→ RECORD EXCERPTS
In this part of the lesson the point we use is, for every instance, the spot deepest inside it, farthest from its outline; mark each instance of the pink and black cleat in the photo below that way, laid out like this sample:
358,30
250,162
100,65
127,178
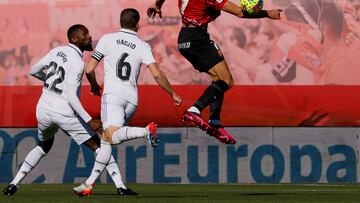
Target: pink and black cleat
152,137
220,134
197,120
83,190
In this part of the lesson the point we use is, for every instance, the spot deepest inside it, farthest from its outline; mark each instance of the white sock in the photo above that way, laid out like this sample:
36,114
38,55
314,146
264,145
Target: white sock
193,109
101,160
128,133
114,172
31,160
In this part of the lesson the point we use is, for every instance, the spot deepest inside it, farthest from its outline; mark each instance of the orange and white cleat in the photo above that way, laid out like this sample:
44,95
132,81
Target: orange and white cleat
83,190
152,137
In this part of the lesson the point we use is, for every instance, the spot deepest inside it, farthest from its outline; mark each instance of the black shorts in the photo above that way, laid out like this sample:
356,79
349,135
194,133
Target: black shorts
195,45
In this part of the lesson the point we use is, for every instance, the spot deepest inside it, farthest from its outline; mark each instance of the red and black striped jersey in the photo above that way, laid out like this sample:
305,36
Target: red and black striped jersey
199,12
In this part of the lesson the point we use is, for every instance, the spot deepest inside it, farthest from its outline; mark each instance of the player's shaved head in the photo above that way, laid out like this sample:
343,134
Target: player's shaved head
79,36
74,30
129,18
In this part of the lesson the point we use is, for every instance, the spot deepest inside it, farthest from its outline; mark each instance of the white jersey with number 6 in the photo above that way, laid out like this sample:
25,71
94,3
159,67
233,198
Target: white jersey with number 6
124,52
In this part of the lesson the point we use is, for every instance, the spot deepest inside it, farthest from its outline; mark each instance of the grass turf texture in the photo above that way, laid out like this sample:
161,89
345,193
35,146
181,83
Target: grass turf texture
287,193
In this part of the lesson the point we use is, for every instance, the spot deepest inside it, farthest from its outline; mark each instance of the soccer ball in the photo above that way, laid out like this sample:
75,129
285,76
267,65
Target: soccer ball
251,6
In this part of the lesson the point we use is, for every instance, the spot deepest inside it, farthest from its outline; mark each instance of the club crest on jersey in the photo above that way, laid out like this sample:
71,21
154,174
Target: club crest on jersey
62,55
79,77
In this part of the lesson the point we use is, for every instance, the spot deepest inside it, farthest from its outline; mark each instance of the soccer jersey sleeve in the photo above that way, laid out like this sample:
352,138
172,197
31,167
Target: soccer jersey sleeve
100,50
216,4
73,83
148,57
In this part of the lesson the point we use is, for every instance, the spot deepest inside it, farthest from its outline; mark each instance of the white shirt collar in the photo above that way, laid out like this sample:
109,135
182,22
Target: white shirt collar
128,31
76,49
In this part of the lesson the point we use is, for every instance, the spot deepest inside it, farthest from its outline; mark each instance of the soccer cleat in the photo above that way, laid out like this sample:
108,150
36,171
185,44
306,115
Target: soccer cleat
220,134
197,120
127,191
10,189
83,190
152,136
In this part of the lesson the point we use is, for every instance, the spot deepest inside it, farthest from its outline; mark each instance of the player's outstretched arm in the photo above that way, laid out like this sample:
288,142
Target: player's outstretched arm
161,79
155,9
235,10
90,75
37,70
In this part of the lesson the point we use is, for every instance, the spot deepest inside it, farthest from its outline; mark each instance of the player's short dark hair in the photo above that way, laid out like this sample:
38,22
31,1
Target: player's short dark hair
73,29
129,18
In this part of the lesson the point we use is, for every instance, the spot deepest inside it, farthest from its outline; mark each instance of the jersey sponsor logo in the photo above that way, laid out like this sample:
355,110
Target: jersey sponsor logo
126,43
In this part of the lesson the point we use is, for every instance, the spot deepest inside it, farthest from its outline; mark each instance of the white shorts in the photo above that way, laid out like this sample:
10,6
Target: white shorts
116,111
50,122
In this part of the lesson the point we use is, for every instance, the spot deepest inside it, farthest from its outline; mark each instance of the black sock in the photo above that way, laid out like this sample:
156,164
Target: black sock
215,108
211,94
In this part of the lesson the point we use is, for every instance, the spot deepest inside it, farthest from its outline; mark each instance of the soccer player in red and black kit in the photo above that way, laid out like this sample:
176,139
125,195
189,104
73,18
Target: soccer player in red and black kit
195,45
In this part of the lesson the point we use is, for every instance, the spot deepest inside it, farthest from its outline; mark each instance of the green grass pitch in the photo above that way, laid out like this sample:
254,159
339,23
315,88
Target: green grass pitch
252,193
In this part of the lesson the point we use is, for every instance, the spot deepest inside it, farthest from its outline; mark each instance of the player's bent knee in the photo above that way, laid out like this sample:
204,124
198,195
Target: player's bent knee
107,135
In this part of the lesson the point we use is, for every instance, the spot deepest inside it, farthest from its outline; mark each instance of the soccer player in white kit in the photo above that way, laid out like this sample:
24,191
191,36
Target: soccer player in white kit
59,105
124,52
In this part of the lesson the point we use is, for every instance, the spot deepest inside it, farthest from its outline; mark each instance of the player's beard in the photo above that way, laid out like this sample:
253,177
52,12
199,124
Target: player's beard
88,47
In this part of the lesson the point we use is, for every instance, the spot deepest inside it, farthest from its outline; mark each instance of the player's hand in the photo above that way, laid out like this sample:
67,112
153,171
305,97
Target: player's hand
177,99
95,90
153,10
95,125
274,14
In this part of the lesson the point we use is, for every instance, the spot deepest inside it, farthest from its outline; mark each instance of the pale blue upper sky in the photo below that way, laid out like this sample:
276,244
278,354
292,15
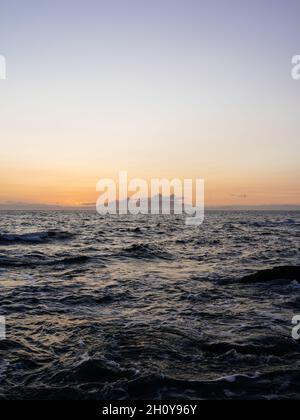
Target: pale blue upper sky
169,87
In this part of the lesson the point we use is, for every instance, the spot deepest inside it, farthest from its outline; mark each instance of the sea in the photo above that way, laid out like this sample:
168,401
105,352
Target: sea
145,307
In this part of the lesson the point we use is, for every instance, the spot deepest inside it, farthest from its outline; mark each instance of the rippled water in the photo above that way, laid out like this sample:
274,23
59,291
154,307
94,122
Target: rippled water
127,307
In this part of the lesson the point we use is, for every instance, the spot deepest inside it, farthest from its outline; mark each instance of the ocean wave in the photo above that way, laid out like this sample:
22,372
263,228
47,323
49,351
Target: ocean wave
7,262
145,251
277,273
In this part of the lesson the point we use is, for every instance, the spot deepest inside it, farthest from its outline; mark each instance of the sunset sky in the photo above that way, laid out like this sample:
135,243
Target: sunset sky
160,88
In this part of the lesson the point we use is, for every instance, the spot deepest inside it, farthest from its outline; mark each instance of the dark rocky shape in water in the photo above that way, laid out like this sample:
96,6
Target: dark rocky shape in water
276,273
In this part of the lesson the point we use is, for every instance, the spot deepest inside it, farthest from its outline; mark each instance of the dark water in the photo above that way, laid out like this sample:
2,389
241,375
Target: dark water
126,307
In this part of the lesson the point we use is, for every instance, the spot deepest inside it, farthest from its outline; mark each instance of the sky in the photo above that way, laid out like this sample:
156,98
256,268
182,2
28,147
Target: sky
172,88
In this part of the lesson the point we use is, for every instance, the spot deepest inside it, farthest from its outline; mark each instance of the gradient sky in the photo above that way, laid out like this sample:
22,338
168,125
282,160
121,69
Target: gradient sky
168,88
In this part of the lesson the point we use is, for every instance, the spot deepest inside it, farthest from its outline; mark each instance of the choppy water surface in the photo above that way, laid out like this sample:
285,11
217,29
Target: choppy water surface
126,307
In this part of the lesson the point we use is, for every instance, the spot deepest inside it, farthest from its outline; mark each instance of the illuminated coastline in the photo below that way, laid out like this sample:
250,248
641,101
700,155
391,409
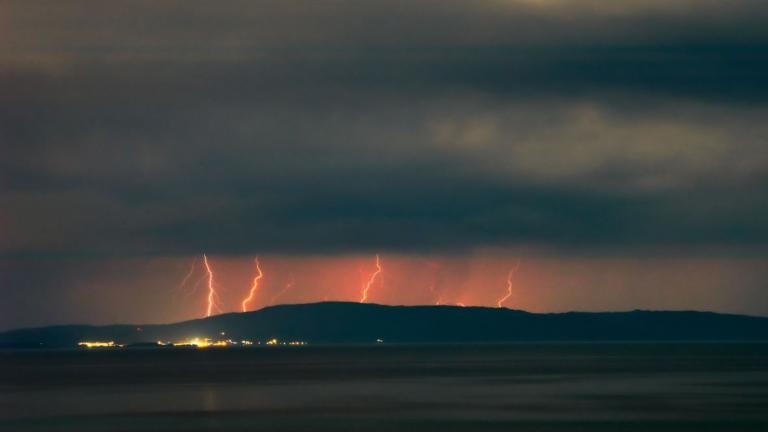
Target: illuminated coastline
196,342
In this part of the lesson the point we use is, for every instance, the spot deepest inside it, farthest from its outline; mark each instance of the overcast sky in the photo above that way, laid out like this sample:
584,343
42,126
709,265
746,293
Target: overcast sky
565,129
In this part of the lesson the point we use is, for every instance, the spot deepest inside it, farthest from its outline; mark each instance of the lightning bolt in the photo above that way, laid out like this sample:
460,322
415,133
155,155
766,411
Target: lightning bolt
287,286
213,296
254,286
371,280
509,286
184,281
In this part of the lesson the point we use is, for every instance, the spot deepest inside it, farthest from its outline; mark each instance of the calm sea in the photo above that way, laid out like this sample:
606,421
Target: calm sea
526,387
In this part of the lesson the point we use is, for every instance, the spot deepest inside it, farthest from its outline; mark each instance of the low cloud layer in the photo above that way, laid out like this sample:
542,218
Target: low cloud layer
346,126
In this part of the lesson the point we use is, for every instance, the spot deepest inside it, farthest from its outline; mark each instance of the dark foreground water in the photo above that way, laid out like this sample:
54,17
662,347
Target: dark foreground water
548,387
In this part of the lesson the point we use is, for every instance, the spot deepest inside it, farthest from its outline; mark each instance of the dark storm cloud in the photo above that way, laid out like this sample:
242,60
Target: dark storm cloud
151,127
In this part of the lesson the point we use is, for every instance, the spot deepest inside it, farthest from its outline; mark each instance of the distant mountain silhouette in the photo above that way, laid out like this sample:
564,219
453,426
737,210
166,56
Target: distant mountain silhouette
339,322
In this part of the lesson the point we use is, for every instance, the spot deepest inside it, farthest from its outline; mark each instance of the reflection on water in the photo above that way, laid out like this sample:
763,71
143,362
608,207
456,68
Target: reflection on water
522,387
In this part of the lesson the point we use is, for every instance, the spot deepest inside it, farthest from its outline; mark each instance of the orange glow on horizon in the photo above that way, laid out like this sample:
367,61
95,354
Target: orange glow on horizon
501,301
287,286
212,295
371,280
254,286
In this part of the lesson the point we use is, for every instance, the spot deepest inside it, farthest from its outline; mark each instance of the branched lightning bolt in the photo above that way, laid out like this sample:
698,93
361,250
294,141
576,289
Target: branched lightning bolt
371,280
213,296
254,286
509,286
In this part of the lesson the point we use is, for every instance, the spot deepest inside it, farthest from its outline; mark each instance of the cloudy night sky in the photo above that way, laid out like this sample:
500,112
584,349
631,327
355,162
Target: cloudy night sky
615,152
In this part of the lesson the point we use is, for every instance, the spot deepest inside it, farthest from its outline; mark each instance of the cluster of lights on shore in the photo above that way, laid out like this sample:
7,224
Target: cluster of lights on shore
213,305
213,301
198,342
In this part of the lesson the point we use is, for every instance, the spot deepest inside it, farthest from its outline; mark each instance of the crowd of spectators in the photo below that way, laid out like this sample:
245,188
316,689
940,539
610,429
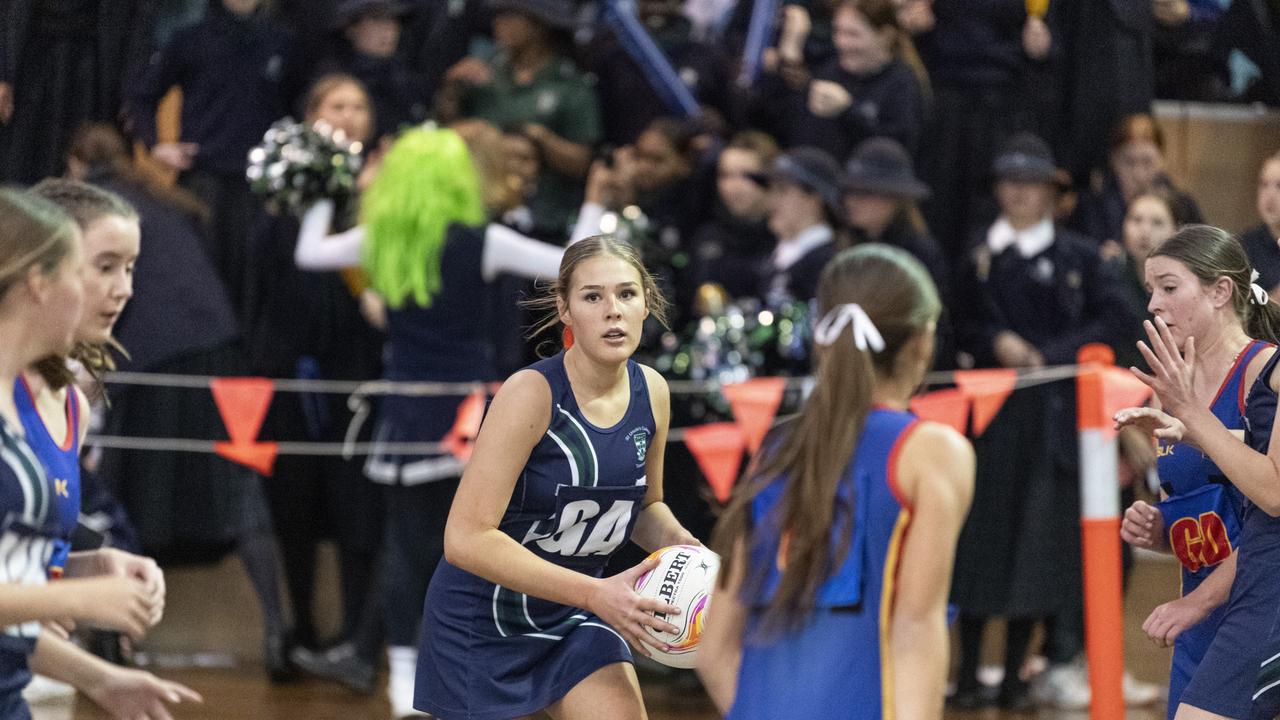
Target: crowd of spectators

→ WORK REQUIRED
Copy out every line of the data in which the word "below" is found.

→ YOUR SOLUTION
In this part of the lesson the point we use is, for every instance, the spot deepest inside it, farthest from its outline; mark each instance of the pink and black cleat in the photo below that way, laid out like this sample:
In this part of the lesson the point we use is, for every instance, the spot deepest inside it, farthest from its outline; mark each instance of the pale blue upper sky in the photo below that way, laid out like this sample:
In this part of the lesson the point we use is, for every instance, the spot deepest inside it, farthest from its outline; mark each instance of the illuminated coastline in the photo below that way, laid out like this sample:
In this part of the lesson the point we use is, for every instance, the spot deepest inside it, farthest from its outline; mark each instance of the crowd of spectators in the photo below that way, laid out like this sample:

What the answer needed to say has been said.